▸ **EXERCISE DESCRIPTION**
Locate each line in the listing below that contains the word "negative" and copy those lines out. Treat uppercase and lowercase letters as different.

[Dataset entries]
******************************

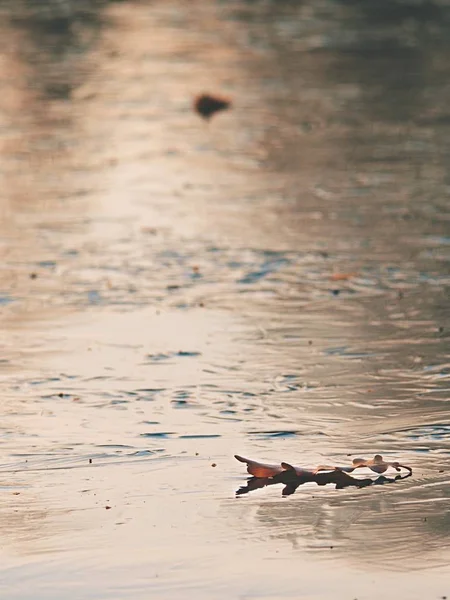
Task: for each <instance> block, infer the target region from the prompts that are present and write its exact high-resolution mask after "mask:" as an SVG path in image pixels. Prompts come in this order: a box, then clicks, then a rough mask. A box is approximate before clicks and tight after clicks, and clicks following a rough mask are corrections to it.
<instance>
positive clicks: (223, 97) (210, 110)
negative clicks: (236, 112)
mask: <svg viewBox="0 0 450 600" xmlns="http://www.w3.org/2000/svg"><path fill="white" fill-rule="evenodd" d="M230 107H231V100H229V99H228V98H224V97H221V96H213V95H212V94H200V95H199V96H197V97H196V98H195V100H194V110H195V112H196V113H198V114H199V115H200V116H201V117H203V118H204V119H206V120H208V119H210V118H211V117H212V116H213V115H214V114H215V113H216V112H220V111H222V110H227V109H228V108H230Z"/></svg>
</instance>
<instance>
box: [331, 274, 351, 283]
mask: <svg viewBox="0 0 450 600" xmlns="http://www.w3.org/2000/svg"><path fill="white" fill-rule="evenodd" d="M357 275H358V273H333V274H332V275H330V281H348V280H349V279H352V278H353V277H356V276H357Z"/></svg>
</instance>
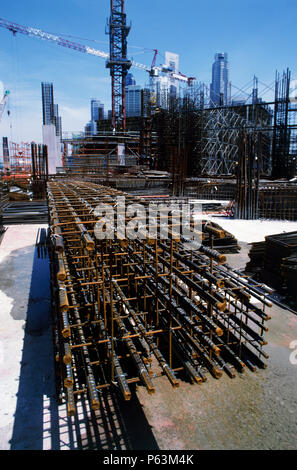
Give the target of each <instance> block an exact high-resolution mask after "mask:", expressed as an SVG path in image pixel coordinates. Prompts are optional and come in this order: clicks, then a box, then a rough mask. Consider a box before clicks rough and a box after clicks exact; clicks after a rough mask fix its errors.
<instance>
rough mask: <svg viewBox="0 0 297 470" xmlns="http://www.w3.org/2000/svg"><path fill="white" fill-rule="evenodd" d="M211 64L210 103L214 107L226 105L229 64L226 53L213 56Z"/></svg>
mask: <svg viewBox="0 0 297 470" xmlns="http://www.w3.org/2000/svg"><path fill="white" fill-rule="evenodd" d="M214 59H215V60H214V63H213V64H212V81H211V84H210V101H211V104H214V105H227V104H229V101H230V81H229V62H228V54H227V52H218V53H216V54H215V57H214Z"/></svg>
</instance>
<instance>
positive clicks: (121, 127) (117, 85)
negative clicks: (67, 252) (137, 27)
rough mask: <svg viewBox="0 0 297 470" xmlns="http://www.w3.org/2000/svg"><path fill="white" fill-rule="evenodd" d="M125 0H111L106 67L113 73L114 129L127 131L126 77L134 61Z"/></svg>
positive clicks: (113, 101)
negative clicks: (128, 49) (127, 51)
mask: <svg viewBox="0 0 297 470" xmlns="http://www.w3.org/2000/svg"><path fill="white" fill-rule="evenodd" d="M124 11H125V2H124V0H110V12H111V13H110V18H109V22H108V25H107V26H108V32H107V34H109V45H110V57H109V60H107V62H106V67H107V68H109V69H110V75H111V99H112V124H113V128H114V129H120V128H122V130H123V131H124V132H125V129H126V109H125V108H126V105H125V78H126V75H127V71H128V70H129V68H130V67H131V65H132V62H131V61H130V60H129V59H127V36H128V34H129V31H130V28H131V26H127V25H126V14H125V12H124Z"/></svg>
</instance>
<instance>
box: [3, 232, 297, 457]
mask: <svg viewBox="0 0 297 470" xmlns="http://www.w3.org/2000/svg"><path fill="white" fill-rule="evenodd" d="M37 230H38V226H36V225H24V226H10V227H9V228H8V230H7V232H6V234H5V236H4V239H3V241H2V243H1V245H0V315H1V322H0V393H1V395H0V396H1V397H2V400H1V402H0V449H32V450H35V449H108V450H113V449H117V450H119V449H162V450H165V449H192V450H193V449H296V448H297V426H296V410H297V408H296V390H297V365H296V364H293V363H292V362H291V361H290V358H292V353H294V351H293V349H292V348H291V347H290V345H291V343H292V341H294V340H296V339H297V316H296V315H294V314H293V313H290V312H289V311H286V310H282V309H280V308H278V307H273V308H272V309H271V312H270V313H271V316H272V319H271V320H270V321H269V322H268V326H269V332H268V333H266V339H267V341H268V345H267V346H266V347H265V348H266V351H267V352H268V353H269V355H270V358H269V360H268V368H267V369H266V370H258V371H256V372H254V373H253V372H250V371H248V370H247V371H246V372H245V373H244V374H242V375H237V377H236V378H234V379H230V378H229V377H227V376H223V377H222V378H221V379H219V380H215V379H213V378H212V377H210V376H208V380H207V382H206V383H204V384H202V385H191V384H189V383H186V382H182V383H181V386H180V388H178V389H172V388H171V386H170V384H169V382H168V380H167V379H166V378H165V377H161V378H158V379H156V380H157V384H156V393H155V394H154V395H152V396H149V395H147V393H146V391H145V390H144V389H143V388H142V387H138V389H137V393H136V394H135V396H134V398H133V399H132V401H131V402H128V403H126V402H123V400H122V399H121V397H120V395H119V393H118V392H117V390H114V391H112V393H106V394H103V395H102V397H101V401H102V402H101V408H100V410H99V411H97V412H93V411H92V410H90V409H89V407H88V404H87V402H84V401H82V402H80V404H79V406H78V413H77V415H76V416H75V417H73V418H67V416H66V410H65V406H64V405H60V406H58V404H57V402H56V399H55V381H54V367H53V365H54V362H53V349H52V337H51V319H50V310H49V306H50V297H49V289H48V280H49V272H48V264H47V260H42V259H38V257H37V253H36V249H35V246H34V245H35V238H36V234H37ZM241 245H242V250H241V252H240V253H239V254H236V255H228V262H229V264H232V265H233V266H234V267H236V268H240V267H243V266H244V265H245V263H246V260H247V252H248V246H247V244H244V243H241Z"/></svg>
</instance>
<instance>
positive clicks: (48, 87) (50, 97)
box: [41, 82, 62, 136]
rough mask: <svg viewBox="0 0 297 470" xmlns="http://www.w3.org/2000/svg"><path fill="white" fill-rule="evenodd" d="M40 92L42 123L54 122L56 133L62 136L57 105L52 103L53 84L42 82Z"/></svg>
mask: <svg viewBox="0 0 297 470" xmlns="http://www.w3.org/2000/svg"><path fill="white" fill-rule="evenodd" d="M41 92H42V117H43V125H48V124H54V126H55V128H56V135H57V136H62V119H61V117H60V116H59V107H58V105H57V104H55V103H54V90H53V84H52V83H46V82H42V83H41Z"/></svg>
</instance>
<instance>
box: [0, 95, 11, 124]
mask: <svg viewBox="0 0 297 470" xmlns="http://www.w3.org/2000/svg"><path fill="white" fill-rule="evenodd" d="M8 95H9V91H8V90H6V91H5V93H4V96H3V98H2V100H1V101H0V122H1V120H2V116H3V113H4V110H5V106H6V103H7V101H8Z"/></svg>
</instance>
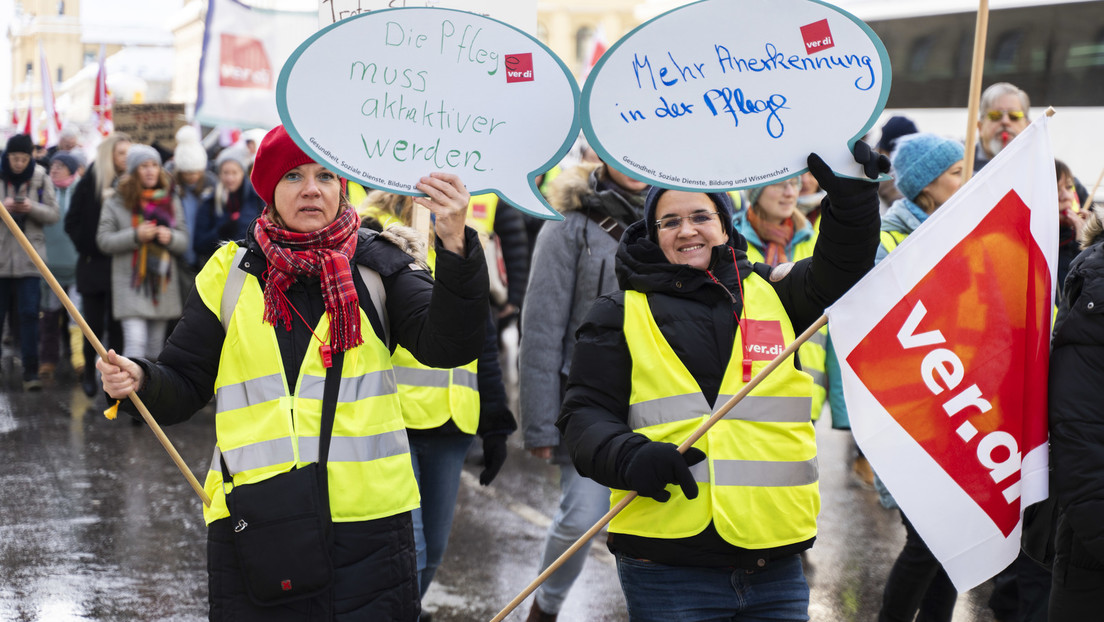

******************************

▸ **OUTPUT BELOW**
negative clicks: (236, 112)
negative clicks: (67, 252) (137, 27)
negative clicks: (128, 49) (127, 51)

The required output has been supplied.